§ **REQUIRED WORK**
The result should be every line in the data below that carries the string "shoulder".

§ **SUPPLIED DATA**

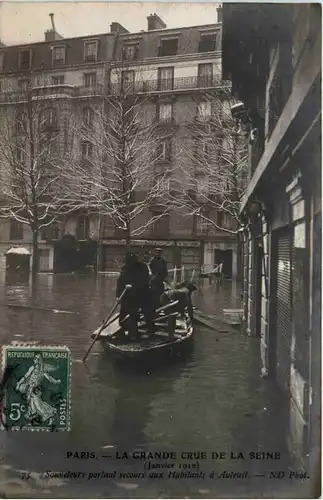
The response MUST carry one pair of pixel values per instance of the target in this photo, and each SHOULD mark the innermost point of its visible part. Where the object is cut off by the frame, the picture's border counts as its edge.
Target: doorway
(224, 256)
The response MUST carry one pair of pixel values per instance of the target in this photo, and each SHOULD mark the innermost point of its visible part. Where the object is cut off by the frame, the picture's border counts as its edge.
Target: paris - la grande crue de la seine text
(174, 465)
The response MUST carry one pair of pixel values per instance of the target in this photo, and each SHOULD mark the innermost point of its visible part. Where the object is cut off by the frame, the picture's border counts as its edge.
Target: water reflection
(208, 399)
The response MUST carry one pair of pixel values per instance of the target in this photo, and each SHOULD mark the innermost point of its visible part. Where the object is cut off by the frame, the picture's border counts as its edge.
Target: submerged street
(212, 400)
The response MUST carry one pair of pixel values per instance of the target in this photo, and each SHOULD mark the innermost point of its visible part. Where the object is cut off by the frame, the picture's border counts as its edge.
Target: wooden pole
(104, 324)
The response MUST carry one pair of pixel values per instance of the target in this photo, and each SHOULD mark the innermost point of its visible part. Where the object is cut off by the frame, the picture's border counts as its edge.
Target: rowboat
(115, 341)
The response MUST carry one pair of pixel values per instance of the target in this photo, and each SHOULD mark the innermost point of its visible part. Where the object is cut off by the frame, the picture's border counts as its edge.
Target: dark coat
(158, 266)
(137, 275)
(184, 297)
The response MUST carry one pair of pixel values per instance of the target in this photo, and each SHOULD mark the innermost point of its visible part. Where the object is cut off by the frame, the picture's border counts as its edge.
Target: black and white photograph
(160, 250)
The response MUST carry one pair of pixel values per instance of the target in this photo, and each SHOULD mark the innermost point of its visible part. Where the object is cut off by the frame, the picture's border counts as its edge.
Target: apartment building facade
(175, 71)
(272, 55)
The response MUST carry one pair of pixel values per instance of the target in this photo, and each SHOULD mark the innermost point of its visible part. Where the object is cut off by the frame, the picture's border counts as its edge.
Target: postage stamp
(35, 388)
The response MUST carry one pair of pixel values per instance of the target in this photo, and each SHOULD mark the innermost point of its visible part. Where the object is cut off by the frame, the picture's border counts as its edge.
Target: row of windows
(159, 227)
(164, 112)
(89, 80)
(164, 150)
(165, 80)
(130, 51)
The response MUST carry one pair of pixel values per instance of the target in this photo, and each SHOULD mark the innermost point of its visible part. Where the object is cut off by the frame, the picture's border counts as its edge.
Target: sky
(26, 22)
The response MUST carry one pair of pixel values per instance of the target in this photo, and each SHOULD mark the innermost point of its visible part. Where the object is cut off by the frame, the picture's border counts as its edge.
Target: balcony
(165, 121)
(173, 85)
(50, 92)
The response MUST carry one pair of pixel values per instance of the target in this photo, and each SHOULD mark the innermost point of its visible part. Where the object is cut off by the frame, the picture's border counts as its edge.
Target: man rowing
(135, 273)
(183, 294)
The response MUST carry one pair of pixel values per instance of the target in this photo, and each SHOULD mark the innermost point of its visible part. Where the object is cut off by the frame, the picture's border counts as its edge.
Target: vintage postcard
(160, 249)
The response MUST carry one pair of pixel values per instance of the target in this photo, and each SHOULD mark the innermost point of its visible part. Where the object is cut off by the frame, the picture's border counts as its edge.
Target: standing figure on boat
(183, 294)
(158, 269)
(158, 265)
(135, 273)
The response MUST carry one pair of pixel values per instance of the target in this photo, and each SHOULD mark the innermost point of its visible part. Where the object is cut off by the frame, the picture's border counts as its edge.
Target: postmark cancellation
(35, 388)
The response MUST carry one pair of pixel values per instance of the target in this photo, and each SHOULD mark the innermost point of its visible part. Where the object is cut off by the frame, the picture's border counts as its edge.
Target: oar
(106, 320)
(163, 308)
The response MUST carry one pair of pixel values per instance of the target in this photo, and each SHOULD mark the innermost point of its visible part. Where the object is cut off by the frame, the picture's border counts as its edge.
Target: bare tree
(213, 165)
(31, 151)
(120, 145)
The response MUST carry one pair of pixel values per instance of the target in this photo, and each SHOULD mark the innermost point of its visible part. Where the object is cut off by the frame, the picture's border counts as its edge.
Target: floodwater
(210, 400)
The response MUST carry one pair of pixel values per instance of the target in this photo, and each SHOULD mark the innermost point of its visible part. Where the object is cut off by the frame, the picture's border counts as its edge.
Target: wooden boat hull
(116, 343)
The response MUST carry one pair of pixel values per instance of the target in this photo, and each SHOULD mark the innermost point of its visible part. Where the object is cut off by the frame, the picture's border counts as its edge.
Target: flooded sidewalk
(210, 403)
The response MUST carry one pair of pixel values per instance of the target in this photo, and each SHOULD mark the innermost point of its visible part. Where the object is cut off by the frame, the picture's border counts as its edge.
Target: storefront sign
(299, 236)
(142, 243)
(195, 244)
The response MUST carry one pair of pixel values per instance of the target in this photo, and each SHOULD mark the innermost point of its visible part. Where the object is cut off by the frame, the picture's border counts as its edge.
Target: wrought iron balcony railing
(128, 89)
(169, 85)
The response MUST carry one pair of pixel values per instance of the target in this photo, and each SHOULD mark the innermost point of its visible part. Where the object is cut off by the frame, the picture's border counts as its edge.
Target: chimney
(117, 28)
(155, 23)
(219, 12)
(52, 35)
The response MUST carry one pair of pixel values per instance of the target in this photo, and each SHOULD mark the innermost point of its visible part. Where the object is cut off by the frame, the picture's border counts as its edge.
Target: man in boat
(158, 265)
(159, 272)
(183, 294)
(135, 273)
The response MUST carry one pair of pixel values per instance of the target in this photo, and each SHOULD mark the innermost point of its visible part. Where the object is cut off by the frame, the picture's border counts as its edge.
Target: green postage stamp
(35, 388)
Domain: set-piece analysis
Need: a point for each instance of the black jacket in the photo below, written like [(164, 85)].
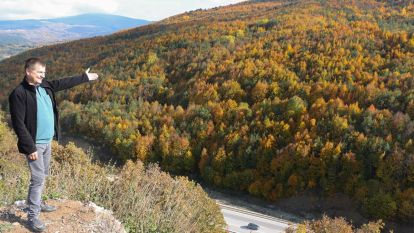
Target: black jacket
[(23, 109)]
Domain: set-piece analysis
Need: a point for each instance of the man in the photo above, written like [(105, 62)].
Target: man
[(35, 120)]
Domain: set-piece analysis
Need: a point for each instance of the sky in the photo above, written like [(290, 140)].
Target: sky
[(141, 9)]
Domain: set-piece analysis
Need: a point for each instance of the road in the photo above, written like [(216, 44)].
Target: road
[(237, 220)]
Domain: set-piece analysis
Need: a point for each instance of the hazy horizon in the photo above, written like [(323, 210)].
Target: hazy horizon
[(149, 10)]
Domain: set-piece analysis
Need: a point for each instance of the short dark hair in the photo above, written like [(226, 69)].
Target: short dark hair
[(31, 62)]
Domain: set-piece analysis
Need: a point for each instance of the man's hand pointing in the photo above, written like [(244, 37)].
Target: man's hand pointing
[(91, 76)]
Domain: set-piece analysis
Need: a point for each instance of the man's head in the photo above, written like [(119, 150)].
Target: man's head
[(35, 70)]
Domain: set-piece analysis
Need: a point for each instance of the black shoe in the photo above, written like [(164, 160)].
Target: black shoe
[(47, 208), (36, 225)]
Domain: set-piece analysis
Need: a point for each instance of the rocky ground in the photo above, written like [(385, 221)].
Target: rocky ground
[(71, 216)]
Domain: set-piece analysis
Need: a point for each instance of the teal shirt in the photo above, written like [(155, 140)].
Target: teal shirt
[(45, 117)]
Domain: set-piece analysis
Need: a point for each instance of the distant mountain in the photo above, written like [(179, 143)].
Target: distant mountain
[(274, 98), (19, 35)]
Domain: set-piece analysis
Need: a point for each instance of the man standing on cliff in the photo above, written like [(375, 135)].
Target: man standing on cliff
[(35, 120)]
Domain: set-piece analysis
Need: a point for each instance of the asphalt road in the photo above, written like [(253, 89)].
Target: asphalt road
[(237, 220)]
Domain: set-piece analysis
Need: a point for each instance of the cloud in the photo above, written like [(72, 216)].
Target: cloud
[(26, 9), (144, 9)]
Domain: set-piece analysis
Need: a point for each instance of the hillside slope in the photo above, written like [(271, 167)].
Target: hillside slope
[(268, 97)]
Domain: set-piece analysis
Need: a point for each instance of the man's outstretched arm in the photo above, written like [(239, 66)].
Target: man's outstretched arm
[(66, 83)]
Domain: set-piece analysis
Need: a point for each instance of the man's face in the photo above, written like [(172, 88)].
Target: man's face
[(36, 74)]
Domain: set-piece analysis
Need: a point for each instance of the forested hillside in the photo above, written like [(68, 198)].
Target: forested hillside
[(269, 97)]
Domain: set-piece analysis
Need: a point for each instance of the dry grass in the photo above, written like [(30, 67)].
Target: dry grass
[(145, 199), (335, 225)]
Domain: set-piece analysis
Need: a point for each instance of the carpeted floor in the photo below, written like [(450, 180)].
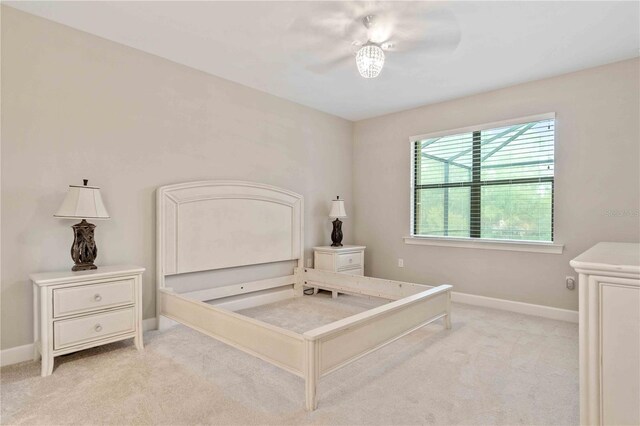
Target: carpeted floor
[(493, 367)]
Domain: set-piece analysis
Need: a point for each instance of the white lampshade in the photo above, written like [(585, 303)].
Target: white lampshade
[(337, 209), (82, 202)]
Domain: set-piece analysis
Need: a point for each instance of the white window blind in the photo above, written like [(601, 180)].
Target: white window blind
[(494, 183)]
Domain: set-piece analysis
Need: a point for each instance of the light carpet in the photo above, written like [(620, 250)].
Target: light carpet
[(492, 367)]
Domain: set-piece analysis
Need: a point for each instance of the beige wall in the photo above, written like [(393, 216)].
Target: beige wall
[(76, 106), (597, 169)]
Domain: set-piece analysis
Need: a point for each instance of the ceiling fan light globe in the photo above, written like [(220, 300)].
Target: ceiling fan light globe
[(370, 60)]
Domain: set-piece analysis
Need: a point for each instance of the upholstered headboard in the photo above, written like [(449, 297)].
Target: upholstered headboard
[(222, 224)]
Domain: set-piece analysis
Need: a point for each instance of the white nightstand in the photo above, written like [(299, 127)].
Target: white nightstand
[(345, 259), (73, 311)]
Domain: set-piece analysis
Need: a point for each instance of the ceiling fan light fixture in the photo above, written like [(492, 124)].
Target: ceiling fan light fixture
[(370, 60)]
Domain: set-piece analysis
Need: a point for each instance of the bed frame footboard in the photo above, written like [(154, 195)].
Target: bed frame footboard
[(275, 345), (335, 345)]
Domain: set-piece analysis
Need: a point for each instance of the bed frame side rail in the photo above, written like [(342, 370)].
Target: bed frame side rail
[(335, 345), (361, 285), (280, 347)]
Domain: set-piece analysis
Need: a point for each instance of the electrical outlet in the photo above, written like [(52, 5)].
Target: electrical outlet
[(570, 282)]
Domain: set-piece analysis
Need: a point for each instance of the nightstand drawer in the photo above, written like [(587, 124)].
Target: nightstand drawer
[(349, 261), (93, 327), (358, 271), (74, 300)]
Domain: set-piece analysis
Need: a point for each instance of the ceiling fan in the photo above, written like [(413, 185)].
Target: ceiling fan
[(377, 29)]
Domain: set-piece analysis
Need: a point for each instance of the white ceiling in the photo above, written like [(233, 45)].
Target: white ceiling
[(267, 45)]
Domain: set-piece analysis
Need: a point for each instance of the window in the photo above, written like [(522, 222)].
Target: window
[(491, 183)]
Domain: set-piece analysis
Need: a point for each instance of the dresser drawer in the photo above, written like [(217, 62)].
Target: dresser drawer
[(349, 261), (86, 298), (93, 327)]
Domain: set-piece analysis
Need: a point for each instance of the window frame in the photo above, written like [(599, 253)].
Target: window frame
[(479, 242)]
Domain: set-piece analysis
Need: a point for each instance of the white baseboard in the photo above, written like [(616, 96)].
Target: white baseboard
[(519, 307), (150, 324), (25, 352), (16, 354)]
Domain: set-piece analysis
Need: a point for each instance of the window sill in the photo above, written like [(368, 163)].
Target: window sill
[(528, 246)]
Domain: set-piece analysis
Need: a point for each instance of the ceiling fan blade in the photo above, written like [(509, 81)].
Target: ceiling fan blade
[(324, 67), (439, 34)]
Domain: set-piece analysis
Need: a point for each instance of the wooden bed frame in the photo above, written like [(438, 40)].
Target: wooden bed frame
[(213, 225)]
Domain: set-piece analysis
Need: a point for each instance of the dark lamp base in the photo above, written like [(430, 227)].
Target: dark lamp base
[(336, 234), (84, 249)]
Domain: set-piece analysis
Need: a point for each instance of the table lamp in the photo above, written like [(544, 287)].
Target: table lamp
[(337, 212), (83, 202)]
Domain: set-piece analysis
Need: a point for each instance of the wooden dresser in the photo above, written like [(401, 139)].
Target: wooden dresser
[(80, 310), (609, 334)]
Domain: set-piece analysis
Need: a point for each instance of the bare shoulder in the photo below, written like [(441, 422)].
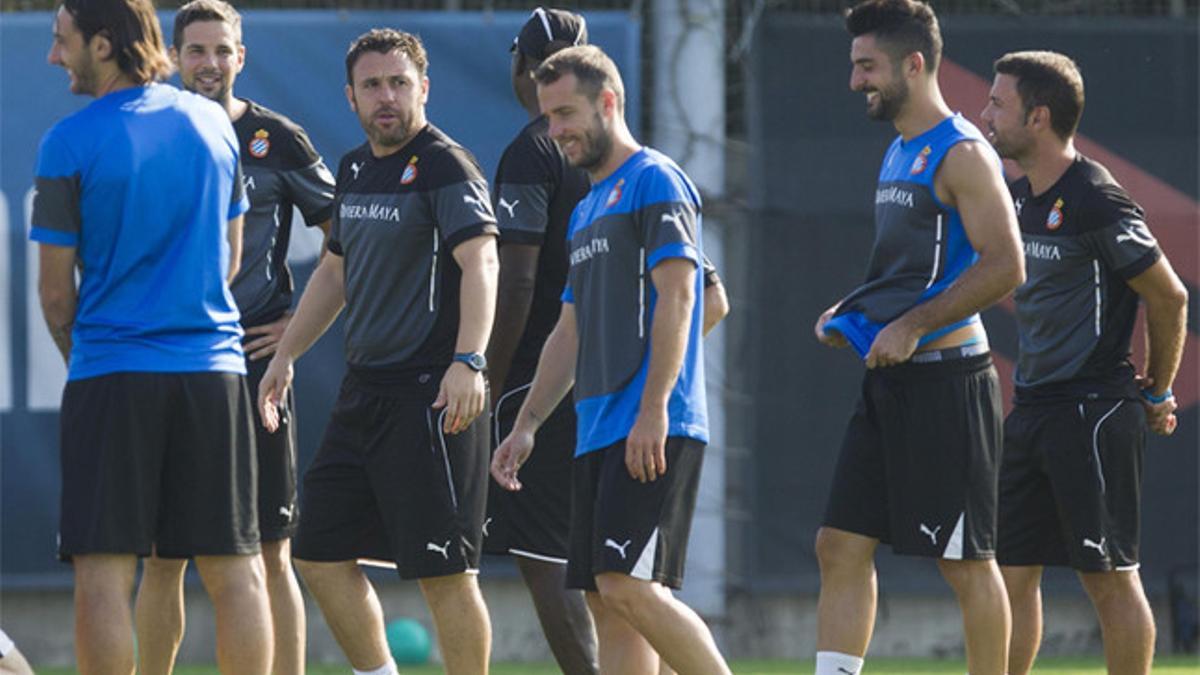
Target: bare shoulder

§ **WRITTEN RESPONSE**
Need: a point for each instance of the bare shoulder in the photo below, written like [(441, 422)].
Target: bare shoulder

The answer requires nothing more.